◆ WHAT TO DO:
- a) In the statement on trade agreements, what position would the speaker's legislation create in the Office of the United States Trade Representative?
- b) Please write out, word for word, the part of the statement on trade agreements that opens with the words containing "For example, Panama" and closes with "practices going forward.".

======== QUOTED PASSAGE ========

I also remain deeply disappointed in the Obama Administration’s selective implementation of our trade agreements with Colombia, Panama, and South Korea, time and again choosing labor over innovation. 

For example, Panama was forced to make statutory and regulatory changes to its labor laws before the administration would even submit that free trade agreement to Congress for approval.  In the case of Colombia, the administration required the Colombians to make changes to their labor regime that weren’t even required by the free trade agreement before sending the agreement to Congress.  

Contrast this with the case of the Korea Free Trade Agreement, where the Obama Administration allowed the agreement to enter into force knowing that the Koreans had not created an effective and fully independent review mechanism for pricing and reimbursement of pharmaceuticals and medical devices.  In my view, they squandered the leverage of entry into force, and now we face an uphill battle to bring Korea into compliance. 

We should not tolerate similar practices going forward.  

That is why the Trade Promotion Authority bill that former Senator Baucus and I introduced contains strong new oversight mechanisms that will help ensure full implementation and effective enforcement of our trade agreements.  I intend to make absolutely sure that each country with whom we have a future trade agreement is fully in compliance with that agreement before the agreement enters into force. 

We must also do a better job protecting U.S. innovation.  That is why I introduced legislation to create a Chief Innovation and Intellectual Property Negotiator in the Office of the United States Trade Representative.  This individual would ensure that intellectual property rights are no longer an afterthought but a key component of our trade and enforcement policies.

======== THE DATA ========

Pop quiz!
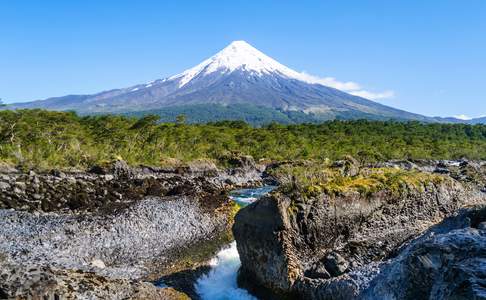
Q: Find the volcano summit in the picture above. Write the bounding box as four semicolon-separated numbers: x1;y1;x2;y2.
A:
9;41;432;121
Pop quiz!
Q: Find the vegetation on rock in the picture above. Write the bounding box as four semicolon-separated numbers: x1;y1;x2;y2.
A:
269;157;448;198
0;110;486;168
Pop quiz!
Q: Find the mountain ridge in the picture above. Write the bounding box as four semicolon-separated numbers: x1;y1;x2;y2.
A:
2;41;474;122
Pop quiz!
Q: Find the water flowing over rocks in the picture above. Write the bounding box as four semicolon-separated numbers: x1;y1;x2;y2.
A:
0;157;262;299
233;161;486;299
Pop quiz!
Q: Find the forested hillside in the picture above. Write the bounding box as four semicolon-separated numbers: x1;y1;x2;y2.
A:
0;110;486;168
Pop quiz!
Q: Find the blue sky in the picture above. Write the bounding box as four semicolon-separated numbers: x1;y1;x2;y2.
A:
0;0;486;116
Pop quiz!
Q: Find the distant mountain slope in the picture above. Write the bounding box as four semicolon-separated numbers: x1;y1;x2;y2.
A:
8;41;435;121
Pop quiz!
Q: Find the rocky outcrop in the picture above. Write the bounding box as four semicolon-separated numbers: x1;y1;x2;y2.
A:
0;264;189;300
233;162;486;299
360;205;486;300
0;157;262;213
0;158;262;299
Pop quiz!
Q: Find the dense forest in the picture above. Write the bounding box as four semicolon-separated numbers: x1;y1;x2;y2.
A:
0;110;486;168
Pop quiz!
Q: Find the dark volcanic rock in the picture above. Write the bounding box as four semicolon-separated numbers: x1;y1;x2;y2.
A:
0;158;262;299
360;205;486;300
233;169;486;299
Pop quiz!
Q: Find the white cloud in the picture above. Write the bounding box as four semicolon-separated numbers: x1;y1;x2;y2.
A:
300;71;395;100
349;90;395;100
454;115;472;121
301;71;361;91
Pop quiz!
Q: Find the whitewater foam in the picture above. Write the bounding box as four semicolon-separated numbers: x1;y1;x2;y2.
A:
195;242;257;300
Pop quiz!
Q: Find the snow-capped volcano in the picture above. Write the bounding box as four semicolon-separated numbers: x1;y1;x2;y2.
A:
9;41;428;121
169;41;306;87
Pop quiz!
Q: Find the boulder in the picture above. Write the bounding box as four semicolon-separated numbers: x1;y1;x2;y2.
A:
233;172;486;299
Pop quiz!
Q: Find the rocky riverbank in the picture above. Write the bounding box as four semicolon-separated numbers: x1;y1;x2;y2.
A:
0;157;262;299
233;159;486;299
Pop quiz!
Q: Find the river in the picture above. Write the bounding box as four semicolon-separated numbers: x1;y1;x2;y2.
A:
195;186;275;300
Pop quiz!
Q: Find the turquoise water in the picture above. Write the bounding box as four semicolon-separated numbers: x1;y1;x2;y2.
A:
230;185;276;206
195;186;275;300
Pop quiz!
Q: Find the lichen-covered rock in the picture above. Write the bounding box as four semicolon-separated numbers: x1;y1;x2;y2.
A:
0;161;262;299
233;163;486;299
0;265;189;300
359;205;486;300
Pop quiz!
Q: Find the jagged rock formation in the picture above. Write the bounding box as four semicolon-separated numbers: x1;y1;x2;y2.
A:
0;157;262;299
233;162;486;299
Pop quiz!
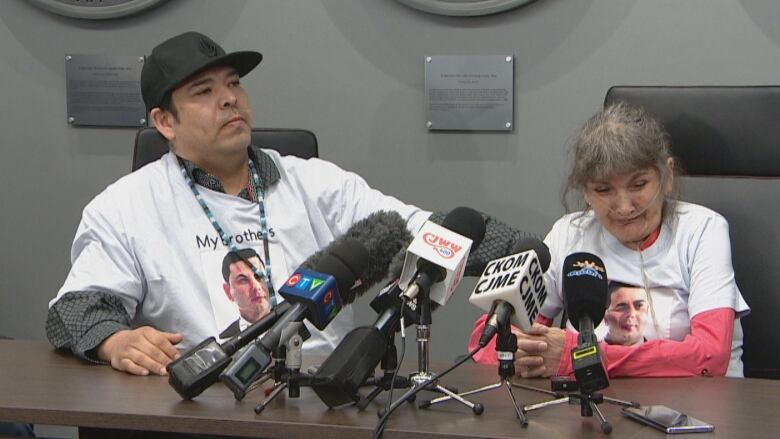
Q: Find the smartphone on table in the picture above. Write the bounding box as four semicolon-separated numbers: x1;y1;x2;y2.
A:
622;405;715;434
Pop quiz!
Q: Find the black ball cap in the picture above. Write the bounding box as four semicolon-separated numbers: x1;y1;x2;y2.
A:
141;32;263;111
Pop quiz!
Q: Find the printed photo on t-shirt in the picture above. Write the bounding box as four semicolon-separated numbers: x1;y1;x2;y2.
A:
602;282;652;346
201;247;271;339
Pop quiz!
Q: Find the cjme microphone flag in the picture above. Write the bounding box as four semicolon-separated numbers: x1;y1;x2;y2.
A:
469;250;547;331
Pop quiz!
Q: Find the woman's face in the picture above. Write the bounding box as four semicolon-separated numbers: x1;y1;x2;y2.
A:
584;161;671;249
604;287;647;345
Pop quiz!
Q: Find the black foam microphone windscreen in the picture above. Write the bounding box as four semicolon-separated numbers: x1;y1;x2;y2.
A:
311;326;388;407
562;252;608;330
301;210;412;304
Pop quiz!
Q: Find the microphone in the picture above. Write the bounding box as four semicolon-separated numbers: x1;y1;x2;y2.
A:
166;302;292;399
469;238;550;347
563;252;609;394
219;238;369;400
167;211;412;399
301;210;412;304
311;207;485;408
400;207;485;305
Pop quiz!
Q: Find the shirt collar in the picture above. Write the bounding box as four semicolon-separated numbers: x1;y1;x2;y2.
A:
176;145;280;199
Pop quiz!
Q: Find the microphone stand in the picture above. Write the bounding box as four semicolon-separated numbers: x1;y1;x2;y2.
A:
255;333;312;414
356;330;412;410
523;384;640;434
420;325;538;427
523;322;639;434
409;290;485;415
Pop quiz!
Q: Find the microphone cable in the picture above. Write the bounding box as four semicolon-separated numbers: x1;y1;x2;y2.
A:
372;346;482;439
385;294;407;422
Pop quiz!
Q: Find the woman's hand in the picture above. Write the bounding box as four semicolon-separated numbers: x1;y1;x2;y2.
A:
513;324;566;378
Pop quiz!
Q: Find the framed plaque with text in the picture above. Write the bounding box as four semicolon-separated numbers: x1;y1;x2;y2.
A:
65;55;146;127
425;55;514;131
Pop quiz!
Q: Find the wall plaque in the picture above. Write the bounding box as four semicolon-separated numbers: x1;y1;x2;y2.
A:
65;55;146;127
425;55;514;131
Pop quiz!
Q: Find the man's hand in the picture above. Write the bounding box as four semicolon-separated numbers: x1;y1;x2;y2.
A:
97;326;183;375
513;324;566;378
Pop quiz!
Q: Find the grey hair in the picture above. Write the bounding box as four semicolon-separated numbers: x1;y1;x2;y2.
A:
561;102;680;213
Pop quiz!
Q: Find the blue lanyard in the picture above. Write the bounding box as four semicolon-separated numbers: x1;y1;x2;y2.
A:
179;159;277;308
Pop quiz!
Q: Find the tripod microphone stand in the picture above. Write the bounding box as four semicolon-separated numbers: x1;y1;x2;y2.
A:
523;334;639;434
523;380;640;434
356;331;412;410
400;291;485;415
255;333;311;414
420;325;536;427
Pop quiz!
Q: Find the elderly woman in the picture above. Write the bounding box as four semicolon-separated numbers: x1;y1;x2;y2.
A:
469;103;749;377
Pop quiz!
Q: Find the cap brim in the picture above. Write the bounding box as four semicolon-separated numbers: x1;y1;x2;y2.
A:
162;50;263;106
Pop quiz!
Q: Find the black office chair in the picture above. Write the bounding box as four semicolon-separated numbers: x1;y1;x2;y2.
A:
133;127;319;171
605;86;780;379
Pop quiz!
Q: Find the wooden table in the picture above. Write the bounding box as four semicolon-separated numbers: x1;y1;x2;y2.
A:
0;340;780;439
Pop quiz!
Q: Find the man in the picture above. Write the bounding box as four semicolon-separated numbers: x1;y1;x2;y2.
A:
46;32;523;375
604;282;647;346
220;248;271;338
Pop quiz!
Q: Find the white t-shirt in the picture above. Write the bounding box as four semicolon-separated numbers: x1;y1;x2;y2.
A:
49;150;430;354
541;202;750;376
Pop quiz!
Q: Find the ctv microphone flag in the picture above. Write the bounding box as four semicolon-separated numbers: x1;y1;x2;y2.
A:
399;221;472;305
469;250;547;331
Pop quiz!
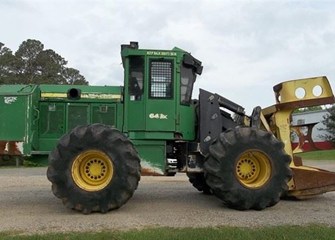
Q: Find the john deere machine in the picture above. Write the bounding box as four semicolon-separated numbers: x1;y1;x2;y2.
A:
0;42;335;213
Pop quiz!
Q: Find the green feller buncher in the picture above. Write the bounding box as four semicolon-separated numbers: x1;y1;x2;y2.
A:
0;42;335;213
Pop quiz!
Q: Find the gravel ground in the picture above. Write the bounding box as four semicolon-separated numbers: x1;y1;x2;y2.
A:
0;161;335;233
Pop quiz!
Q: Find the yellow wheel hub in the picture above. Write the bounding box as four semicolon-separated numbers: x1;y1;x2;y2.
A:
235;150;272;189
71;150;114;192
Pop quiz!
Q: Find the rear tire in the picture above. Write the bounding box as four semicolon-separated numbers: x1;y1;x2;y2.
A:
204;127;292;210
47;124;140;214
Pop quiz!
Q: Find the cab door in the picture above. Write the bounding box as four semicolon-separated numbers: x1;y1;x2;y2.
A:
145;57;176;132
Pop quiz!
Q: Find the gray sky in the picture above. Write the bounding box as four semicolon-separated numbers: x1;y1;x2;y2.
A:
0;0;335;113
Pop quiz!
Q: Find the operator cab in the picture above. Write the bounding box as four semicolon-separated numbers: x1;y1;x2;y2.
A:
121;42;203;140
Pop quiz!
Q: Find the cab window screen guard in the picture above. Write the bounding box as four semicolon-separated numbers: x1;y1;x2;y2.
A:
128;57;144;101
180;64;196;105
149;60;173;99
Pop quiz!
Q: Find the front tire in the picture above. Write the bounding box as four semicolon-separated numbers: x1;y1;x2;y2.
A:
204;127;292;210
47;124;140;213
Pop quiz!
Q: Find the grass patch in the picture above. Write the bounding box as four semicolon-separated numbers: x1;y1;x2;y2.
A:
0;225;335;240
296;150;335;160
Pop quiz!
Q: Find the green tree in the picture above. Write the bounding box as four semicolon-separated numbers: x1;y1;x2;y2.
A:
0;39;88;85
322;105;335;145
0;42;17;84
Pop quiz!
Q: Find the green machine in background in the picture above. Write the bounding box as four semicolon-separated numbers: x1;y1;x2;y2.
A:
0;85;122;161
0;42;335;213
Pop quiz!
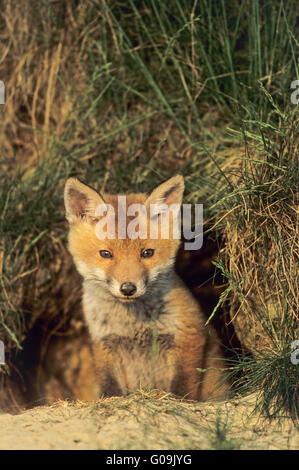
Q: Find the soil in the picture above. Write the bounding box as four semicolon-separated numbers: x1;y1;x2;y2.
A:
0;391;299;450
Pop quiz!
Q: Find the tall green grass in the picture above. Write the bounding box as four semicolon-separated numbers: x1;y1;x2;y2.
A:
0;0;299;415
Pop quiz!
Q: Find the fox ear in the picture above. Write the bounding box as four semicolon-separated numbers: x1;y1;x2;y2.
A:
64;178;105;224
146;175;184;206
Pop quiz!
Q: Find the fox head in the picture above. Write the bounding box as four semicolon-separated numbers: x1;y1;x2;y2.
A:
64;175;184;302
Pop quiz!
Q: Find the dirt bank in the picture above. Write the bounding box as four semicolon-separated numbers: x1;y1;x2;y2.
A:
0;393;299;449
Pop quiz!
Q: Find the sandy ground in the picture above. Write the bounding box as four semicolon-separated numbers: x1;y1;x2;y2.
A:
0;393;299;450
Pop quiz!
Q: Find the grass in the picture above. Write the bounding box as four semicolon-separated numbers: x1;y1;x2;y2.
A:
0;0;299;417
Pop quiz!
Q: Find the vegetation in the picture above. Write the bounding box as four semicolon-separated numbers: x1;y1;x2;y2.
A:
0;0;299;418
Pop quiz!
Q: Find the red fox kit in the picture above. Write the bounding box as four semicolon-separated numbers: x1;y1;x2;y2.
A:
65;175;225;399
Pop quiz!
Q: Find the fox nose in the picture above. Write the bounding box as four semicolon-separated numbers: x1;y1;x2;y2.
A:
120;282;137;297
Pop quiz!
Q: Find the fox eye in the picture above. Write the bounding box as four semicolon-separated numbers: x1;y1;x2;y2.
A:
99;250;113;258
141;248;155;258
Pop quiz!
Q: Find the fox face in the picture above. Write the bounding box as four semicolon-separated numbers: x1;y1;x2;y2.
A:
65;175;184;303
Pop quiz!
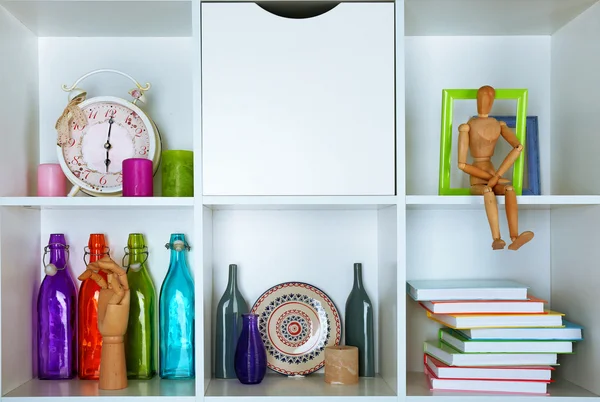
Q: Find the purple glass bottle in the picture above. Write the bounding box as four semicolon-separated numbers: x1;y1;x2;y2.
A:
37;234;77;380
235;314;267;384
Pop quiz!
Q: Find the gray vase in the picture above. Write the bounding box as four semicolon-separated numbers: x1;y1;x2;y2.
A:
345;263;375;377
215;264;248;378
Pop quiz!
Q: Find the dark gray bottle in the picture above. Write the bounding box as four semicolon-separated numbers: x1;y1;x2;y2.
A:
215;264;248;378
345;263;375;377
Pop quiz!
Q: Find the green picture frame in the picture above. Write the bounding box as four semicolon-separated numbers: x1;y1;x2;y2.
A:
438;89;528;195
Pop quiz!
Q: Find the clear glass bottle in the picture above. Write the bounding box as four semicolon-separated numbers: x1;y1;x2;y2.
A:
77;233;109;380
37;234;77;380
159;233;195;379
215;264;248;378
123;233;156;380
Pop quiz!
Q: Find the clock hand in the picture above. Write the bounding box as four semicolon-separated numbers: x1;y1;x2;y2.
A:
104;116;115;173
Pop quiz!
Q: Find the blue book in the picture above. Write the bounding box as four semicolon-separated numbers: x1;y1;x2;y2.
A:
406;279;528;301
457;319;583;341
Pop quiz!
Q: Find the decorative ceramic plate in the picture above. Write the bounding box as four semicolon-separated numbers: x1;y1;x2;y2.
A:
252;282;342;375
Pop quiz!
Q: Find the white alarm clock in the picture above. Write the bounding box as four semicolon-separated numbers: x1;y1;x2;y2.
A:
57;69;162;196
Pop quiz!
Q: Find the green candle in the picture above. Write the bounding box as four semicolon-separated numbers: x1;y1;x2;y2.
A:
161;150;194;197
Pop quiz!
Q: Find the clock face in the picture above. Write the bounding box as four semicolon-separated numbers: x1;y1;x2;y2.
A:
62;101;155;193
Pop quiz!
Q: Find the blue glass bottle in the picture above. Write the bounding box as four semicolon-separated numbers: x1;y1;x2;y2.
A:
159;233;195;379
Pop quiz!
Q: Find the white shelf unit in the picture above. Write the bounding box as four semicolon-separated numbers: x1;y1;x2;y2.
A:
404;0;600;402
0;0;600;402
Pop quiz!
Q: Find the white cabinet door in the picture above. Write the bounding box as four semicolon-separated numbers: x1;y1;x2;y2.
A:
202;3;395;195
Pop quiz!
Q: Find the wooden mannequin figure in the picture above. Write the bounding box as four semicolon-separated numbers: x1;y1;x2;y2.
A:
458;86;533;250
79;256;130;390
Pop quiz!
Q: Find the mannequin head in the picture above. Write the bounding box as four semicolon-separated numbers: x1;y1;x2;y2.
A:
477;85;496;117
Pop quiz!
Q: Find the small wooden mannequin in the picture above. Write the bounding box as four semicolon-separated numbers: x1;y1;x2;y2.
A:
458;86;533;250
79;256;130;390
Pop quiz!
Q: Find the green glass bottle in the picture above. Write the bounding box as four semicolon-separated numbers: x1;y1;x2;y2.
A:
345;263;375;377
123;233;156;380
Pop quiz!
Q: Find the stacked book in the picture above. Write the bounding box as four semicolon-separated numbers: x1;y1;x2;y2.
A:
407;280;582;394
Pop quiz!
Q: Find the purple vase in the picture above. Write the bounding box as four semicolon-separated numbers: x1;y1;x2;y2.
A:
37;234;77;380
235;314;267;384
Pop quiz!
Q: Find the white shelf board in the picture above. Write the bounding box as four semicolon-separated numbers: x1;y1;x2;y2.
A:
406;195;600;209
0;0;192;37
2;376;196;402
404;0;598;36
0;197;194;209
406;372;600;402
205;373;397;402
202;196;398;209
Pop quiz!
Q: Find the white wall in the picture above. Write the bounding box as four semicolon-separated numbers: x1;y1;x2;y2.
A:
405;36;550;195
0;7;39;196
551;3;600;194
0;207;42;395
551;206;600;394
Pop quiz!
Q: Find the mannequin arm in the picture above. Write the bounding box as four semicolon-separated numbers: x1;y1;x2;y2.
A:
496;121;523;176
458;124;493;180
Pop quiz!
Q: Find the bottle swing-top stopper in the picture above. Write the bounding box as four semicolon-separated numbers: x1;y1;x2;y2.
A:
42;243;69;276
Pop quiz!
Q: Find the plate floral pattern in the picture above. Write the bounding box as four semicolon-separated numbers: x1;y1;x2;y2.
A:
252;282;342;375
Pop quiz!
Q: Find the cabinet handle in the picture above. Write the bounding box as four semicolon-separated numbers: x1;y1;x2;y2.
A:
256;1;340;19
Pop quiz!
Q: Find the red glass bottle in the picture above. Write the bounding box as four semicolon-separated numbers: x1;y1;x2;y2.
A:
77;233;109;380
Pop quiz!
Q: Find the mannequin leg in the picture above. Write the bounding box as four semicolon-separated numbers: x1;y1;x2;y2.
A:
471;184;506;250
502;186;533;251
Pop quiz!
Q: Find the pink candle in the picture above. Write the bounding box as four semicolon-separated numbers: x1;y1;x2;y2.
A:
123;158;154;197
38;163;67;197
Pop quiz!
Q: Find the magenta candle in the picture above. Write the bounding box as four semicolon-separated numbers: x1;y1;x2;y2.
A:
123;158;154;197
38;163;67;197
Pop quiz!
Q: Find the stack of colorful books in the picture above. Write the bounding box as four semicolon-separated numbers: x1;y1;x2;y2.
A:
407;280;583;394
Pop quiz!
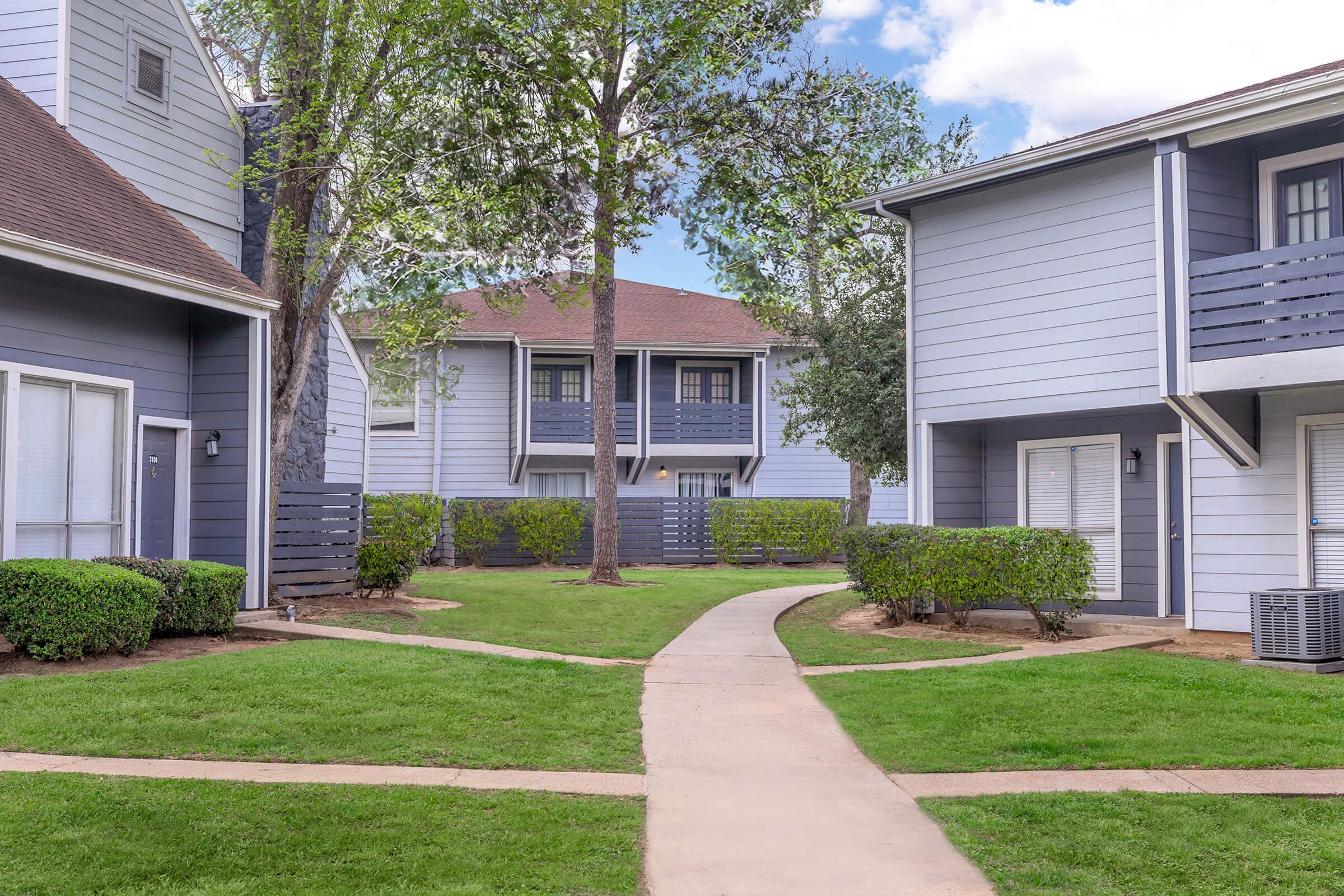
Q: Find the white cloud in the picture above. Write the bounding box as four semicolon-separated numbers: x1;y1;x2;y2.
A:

========

◆ ANSWERS BELOW:
- a) A Chief Innovation and Intellectual Property Negotiator.

- b)
For example, Panama was forced to make statutory and regulatory changes to its labor laws before the administration would even submit that free trade agreement to Congress for approval.  In the case of Colombia, the administration required the Colombians to make changes to their labor regime that weren’t even required by the free trade agreement before sending the agreement to Congress.  

Contrast this with the case of the Korea Free Trade Agreement, where the Obama Administration allowed the agreement to enter into force knowing that the Koreans had not created an effective and fully independent review mechanism for pricing and reimbursement of pharmaceuticals and medical devices.  In my view, they squandered the leverage of entry into force, and now we face an uphill battle to bring Korea into compliance. 

We should not tolerate similar practices going forward.